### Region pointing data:
*** Begin section ***

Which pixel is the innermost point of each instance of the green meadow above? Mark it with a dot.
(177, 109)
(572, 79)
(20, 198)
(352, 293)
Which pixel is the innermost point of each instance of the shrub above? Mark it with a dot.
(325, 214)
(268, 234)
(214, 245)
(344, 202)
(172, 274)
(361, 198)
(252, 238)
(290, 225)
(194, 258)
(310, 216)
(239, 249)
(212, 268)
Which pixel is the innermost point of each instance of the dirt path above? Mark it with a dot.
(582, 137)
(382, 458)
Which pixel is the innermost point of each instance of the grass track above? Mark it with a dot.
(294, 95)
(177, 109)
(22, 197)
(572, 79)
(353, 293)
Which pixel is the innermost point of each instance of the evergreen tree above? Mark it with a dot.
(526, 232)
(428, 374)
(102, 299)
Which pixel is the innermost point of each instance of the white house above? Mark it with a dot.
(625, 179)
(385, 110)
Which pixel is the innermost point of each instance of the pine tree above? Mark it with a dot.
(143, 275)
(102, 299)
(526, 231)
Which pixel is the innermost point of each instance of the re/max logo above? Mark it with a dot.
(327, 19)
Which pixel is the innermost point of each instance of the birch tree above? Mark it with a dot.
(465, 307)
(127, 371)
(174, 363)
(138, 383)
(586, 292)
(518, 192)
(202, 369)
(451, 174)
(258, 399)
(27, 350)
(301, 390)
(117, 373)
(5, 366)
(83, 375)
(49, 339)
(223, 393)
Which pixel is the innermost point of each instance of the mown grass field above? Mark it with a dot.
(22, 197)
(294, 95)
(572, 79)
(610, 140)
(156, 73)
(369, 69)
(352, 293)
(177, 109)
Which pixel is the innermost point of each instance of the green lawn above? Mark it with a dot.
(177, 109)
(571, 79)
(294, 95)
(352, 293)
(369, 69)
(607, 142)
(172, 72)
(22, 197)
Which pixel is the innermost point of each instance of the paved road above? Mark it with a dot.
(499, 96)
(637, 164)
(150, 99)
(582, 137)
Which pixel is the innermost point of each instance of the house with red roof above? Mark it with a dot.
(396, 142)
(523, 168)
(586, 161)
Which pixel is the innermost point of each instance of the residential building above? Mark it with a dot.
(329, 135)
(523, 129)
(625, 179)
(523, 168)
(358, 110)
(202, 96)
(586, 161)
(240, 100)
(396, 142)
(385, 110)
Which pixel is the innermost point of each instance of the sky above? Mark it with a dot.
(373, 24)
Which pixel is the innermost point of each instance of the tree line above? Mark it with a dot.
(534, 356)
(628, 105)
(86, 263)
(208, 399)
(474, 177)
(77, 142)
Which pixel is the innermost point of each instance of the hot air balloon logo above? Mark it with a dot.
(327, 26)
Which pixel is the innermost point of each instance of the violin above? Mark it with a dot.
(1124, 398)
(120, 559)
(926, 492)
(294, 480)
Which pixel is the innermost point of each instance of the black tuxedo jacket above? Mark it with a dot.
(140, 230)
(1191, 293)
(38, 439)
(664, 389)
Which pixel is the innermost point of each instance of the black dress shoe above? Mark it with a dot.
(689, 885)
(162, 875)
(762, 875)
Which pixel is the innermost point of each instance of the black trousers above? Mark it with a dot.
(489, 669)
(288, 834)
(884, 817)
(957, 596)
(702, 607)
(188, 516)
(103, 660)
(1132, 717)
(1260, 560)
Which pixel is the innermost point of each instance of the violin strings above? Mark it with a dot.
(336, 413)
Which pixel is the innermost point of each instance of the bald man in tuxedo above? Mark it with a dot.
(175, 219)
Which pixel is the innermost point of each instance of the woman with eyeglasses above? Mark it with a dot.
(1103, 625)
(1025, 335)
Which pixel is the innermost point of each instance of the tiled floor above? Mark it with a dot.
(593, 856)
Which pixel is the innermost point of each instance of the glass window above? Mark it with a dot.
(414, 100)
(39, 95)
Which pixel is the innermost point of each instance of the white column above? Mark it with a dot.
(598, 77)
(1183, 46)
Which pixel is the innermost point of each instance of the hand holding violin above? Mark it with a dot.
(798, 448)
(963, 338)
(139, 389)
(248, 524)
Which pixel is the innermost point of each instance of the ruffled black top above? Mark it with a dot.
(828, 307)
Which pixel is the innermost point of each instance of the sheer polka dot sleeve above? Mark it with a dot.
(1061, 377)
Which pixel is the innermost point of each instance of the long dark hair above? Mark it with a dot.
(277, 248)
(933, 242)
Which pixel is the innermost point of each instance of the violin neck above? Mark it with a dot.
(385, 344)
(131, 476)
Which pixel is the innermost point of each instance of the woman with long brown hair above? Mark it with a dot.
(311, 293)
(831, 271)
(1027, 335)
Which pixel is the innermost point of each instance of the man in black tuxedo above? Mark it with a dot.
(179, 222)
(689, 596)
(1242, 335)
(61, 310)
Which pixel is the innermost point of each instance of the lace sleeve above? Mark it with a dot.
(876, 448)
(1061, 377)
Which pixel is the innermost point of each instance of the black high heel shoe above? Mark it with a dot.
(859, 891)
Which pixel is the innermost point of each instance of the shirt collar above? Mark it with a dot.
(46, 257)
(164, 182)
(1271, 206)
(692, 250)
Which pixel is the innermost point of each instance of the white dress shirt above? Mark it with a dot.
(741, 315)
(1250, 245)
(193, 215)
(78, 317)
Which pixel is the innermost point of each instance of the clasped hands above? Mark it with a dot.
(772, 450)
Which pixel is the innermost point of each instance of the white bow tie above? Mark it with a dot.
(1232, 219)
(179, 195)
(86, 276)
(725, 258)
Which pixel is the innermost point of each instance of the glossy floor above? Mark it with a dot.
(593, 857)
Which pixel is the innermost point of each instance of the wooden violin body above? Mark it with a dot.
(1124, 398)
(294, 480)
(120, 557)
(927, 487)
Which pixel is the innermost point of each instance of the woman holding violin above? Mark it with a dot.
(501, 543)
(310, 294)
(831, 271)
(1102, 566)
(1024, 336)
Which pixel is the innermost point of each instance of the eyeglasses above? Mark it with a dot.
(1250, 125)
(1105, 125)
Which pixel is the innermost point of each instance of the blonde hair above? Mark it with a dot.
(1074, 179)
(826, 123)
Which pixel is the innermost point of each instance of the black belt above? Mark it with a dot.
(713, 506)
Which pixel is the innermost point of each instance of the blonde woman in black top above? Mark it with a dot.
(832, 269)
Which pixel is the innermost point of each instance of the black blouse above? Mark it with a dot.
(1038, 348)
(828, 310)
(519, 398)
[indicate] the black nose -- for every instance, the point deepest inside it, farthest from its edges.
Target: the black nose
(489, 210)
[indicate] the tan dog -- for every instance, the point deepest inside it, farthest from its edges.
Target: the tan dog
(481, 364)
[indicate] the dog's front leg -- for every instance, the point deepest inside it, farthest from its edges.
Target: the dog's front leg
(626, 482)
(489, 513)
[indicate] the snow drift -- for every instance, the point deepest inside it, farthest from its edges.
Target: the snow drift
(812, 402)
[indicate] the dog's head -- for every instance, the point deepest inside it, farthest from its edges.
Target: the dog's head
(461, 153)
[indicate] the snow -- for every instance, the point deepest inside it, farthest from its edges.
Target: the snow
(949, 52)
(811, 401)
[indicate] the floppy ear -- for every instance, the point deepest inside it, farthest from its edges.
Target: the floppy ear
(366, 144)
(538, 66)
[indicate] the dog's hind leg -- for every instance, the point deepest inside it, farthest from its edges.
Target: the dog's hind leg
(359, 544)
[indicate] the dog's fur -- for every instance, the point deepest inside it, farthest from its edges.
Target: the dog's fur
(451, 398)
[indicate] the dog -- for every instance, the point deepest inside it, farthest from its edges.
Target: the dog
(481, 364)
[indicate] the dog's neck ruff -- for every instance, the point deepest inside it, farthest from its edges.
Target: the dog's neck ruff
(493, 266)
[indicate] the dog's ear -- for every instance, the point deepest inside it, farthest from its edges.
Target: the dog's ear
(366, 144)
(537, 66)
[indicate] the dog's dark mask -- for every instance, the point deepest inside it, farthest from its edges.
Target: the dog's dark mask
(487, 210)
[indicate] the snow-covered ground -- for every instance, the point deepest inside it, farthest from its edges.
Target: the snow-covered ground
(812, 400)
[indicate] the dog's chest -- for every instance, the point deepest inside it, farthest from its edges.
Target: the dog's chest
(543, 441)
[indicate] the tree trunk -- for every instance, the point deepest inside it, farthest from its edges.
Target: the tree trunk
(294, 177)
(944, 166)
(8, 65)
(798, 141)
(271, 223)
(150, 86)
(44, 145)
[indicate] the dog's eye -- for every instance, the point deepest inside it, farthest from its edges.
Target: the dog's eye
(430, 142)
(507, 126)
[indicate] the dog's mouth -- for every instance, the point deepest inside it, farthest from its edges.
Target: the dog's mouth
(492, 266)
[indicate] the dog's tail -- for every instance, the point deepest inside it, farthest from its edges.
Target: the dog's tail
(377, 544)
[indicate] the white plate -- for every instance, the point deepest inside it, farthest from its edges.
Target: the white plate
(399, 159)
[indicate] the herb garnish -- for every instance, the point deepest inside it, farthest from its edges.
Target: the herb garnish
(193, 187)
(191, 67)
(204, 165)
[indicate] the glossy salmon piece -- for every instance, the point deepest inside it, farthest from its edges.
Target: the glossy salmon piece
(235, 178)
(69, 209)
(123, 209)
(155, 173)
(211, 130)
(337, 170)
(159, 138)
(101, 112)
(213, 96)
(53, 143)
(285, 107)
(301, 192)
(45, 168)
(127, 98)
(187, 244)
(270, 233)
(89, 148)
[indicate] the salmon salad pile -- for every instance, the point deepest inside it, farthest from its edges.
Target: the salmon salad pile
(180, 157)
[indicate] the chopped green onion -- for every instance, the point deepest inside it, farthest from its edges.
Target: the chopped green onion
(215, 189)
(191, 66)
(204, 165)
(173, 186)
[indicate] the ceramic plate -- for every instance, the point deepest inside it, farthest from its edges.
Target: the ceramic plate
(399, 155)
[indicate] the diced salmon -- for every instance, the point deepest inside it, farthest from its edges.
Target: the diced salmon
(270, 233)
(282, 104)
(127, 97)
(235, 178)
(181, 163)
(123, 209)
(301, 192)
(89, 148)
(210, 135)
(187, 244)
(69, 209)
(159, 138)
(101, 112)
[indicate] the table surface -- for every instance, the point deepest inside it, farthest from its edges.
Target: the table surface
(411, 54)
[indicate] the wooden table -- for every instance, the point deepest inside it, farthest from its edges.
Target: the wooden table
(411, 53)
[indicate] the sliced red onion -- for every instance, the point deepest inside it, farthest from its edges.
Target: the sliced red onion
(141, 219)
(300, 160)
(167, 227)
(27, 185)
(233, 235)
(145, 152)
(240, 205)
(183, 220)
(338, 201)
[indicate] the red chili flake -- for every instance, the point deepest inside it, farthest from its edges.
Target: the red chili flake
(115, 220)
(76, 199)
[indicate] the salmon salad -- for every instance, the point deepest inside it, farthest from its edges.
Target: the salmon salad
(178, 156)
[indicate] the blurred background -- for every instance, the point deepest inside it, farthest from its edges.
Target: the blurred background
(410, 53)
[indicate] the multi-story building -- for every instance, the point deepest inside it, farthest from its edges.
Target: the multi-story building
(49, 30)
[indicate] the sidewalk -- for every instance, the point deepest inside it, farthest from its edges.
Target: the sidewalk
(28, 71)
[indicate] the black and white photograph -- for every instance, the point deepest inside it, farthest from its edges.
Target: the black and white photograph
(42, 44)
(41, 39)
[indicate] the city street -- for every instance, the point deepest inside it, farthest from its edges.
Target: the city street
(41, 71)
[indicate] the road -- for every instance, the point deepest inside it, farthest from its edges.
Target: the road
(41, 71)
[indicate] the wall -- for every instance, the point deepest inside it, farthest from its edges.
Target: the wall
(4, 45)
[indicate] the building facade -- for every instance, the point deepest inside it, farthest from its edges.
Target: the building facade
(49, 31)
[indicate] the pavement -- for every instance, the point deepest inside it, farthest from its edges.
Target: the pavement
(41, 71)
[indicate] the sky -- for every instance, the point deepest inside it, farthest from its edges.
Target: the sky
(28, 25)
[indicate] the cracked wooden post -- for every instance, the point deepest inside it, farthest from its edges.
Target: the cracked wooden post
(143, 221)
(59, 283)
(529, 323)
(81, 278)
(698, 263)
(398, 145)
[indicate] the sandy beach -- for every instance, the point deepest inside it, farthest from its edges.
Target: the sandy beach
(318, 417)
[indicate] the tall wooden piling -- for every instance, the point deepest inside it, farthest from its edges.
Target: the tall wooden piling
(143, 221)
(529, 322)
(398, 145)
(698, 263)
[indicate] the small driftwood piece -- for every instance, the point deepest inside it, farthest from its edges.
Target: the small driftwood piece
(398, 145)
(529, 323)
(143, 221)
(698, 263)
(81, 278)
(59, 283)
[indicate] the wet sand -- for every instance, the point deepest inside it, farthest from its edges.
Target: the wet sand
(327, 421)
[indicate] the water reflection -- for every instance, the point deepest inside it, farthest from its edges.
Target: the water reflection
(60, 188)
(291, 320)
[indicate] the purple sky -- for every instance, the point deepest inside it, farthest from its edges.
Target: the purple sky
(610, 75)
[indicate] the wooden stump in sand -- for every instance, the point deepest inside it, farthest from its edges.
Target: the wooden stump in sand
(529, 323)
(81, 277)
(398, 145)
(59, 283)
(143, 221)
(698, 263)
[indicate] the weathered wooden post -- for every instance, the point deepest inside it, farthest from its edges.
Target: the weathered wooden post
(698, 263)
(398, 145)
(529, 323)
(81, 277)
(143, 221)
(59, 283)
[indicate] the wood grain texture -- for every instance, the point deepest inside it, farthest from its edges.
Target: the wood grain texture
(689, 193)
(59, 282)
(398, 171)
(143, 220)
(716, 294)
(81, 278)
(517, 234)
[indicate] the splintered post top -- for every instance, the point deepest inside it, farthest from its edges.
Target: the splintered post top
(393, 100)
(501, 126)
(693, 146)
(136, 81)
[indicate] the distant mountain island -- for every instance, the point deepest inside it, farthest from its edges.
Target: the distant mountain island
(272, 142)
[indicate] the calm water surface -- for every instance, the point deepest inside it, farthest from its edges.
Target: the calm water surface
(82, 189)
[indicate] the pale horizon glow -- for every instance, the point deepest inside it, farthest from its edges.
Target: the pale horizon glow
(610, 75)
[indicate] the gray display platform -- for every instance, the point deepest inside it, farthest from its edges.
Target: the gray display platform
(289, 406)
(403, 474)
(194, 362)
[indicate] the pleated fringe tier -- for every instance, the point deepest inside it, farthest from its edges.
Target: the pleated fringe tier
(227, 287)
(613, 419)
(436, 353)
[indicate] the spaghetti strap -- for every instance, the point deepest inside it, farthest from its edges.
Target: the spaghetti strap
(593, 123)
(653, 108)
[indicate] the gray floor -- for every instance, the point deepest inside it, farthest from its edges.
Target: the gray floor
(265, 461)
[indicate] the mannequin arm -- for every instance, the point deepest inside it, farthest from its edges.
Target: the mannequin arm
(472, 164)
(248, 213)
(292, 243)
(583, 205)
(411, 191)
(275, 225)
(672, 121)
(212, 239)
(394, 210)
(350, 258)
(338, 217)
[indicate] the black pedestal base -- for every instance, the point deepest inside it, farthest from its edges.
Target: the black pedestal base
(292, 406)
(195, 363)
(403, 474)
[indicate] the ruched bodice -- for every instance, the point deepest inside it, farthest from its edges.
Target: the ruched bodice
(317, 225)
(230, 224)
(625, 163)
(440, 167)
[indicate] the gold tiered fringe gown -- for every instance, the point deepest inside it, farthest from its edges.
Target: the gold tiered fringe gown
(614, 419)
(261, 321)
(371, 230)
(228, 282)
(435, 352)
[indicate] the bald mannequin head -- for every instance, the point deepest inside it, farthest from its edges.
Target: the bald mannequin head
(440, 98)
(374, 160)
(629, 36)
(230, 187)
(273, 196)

*** End section ***

### Task:
Reproduce the entries above exactly, but only the lines between the line holding "[indicate] the mannequin" and the line holding "[indicate] the black pedestal", inclusive.

### Solution to the exercise:
[indicate] the mannequin arm -- for every instance, the point deepest inside it, farthest from its edges.
Target: the mannequin arm
(472, 164)
(248, 213)
(292, 243)
(583, 205)
(411, 191)
(275, 225)
(672, 121)
(212, 239)
(394, 210)
(350, 258)
(338, 217)
[indicate] the black pedestal base -- for every instance, the point deepest inside it, farthest from its edges.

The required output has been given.